Text segment >>
******
If you use a second hand DC motor from a forklift that problem goes away

If you slightly modify the trans tunnel then you should be able to fit a 9 inch forklift motor where the gearbox normally lives - that will give more than adequate performance and give you the whole engine bay for batteries

I'm using an 11 inch motor - but that would probably tear a spitfire diff apart
All valid... yet most traditional conversions use brushed DC series-wound motors, keep the transmission, and don't run it in the 1:1 gear at low speed. Only the builders who choose this approach could authoritatively explain why.

NetGain sells the "TransWarP" versions of its "WarP" motors with a transmission tail housing mounted on it to make it easy to use to connect to the driveshaft without a transmission, for people who want to take this approach of using the final drive gearing as the only reduction gearing. This is an easy way to go, but this specific hardware is not required; for instance, Duncan doesn't use this particular motor series.
******
Record extracts >>

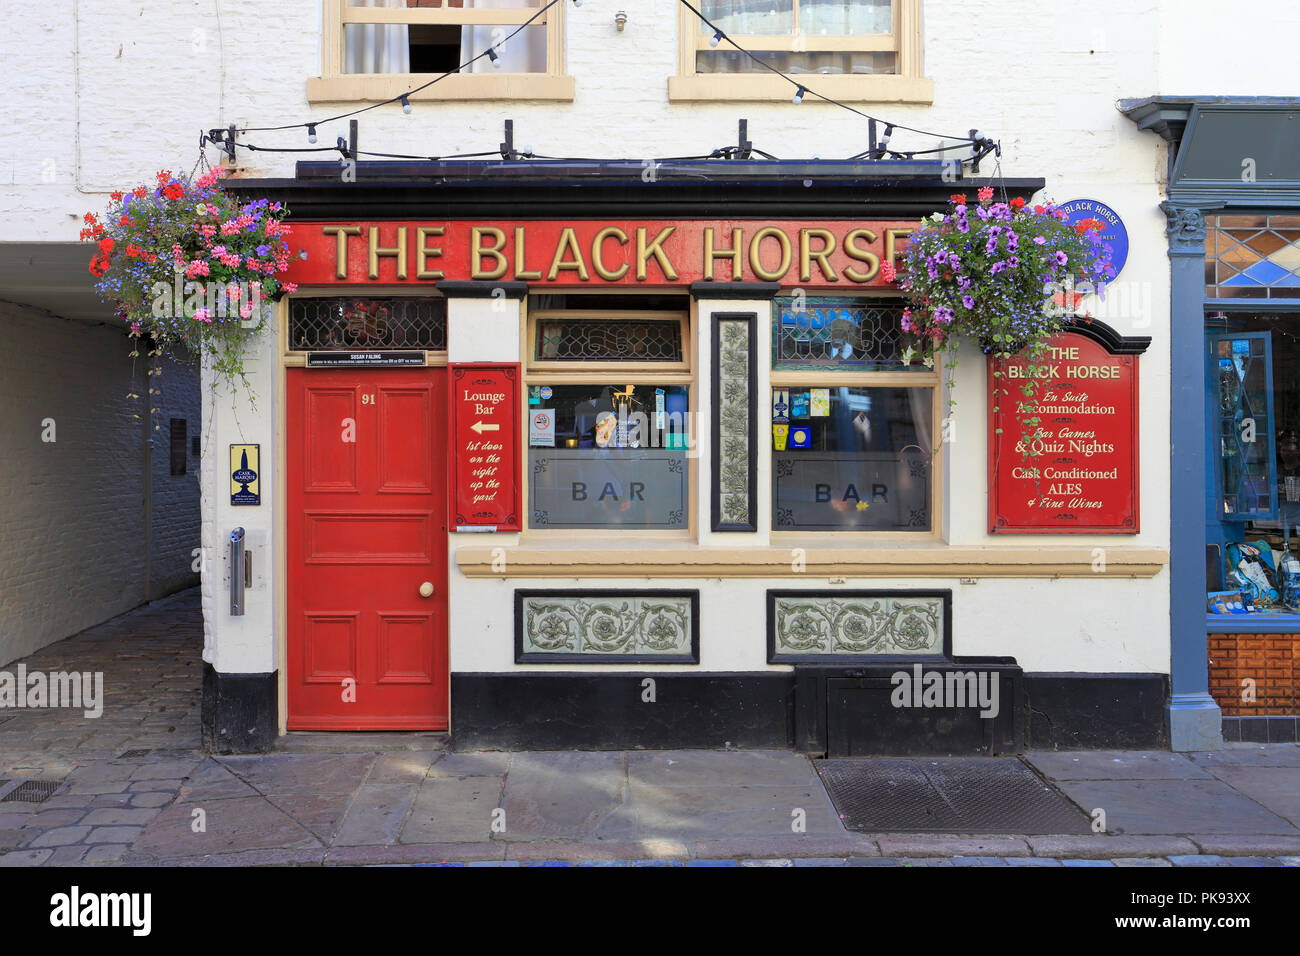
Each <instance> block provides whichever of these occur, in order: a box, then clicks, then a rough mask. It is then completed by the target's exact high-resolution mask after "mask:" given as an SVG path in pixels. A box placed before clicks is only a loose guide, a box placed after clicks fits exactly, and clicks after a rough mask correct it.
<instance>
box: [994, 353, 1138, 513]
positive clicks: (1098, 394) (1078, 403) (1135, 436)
mask: <svg viewBox="0 0 1300 956" xmlns="http://www.w3.org/2000/svg"><path fill="white" fill-rule="evenodd" d="M1040 365H1041V367H1043V368H1041V372H1040V376H1039V377H1040V380H1041V382H1040V385H1039V389H1037V392H1036V394H1035V395H1034V397H1032V398H1026V397H1024V395H1023V394H1022V393H1021V389H1019V388H1018V384H1019V381H1022V380H1023V377H1024V375H1026V363H1024V362H1023V360H1021V359H1008V360H998V359H992V358H991V359H989V434H988V449H989V458H988V486H989V498H988V501H989V531H991V532H995V533H1022V535H1032V533H1065V535H1070V533H1088V535H1136V533H1138V529H1139V528H1138V516H1139V510H1138V355H1134V354H1123V355H1117V354H1113V352H1112V351H1109V350H1108V349H1106V347H1105V346H1104V345H1101V343H1100V342H1097V341H1095V339H1093V337H1091V336H1084V334H1080V333H1078V332H1063V333H1061V334H1058V336H1056V337H1054V338H1053V339H1052V341H1050V346H1049V351H1048V352H1047V355H1045V356H1044V359H1041V360H1040ZM993 372H1001V373H1002V375H1001V376H996V375H993ZM993 408H997V411H996V412H995V411H993ZM1034 415H1037V416H1039V419H1040V421H1039V424H1037V427H1036V431H1035V433H1034V437H1032V440H1030V441H1031V447H1032V449H1034V450H1035V451H1036V453H1037V454H1035V455H1034V457H1027V455H1026V454H1024V442H1026V440H1027V437H1028V432H1027V429H1026V428H1024V425H1023V420H1024V419H1026V418H1030V416H1034ZM998 429H1001V431H998Z"/></svg>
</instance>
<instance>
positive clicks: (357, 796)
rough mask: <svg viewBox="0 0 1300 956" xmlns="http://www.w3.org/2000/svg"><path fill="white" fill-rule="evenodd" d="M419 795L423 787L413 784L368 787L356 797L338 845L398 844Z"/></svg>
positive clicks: (333, 841)
mask: <svg viewBox="0 0 1300 956" xmlns="http://www.w3.org/2000/svg"><path fill="white" fill-rule="evenodd" d="M372 778H373V773H372ZM417 792H419V786H417V784H413V783H368V784H365V786H364V787H361V788H360V790H357V791H356V793H355V795H354V797H352V803H351V804H350V805H348V808H347V814H346V816H344V817H343V819H342V822H341V826H339V829H338V834H337V835H335V836H334V840H333V843H334V845H335V847H361V845H367V844H381V845H390V844H394V843H396V842H398V836H399V834H400V832H402V825H403V823H406V818H407V814H408V813H409V812H411V806H412V804H413V803H415V797H416V793H417ZM317 835H318V834H317Z"/></svg>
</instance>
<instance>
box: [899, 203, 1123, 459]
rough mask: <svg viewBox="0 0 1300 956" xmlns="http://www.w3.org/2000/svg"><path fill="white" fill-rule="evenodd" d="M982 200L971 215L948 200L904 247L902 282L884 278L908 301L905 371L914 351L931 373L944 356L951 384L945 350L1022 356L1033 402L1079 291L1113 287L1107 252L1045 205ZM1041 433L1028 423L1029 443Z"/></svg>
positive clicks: (1098, 226) (1102, 290) (948, 366)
******
What this exercise asks >>
1. In the forum text about electric motor conversions, what benefit does the writer give for placing a 9 inch forklift motor where the gearbox normally sits? Answer in one to three sentences.
2. What name does NetGain use for the versions of its WarP motors that come with a transmission tail housing, according to the forum text about electric motor conversions?
3. Pick up the forum text about electric motor conversions after its final sentence and continue it.
The records are separate material and have no connection to the forum text about electric motor conversions.

Answers to the exercise >>
1. According to the writer, a 9 inch forklift motor in the gearbox position would give more than adequate performance. It would also leave the whole engine bay free for batteries.

2. "TransWarP"

3.
To match the first-gear acceleration of a stock non-US-market late Spitfire, the motor without additional gearing would need to produce the 111 N-m (82 lbf-ft) of the stock engine multiplied by the 3.50:1 first gear ratio, or 389 N-m (287 lbf-ft). NetGain says that their 9" motor at 500 amps can produce at most 95 N-m (70 lbf-ft). What works for Duncan with an 11" motor and over 300 volts into a 1000 amp controller in a minimal car won't work as well with a 9" motor and typical brushed DC motor voltage into a 500 amp controller in a heavier car.

Among the many Spitfire conversions there are probably multiple cars with 9" brushed DC motors. Even if they have original style transmissions, the drivers of those cars could comment on the performance of the car if driven only in the 1:1 gear (typically the top gear of a 3-speed for 4-speed).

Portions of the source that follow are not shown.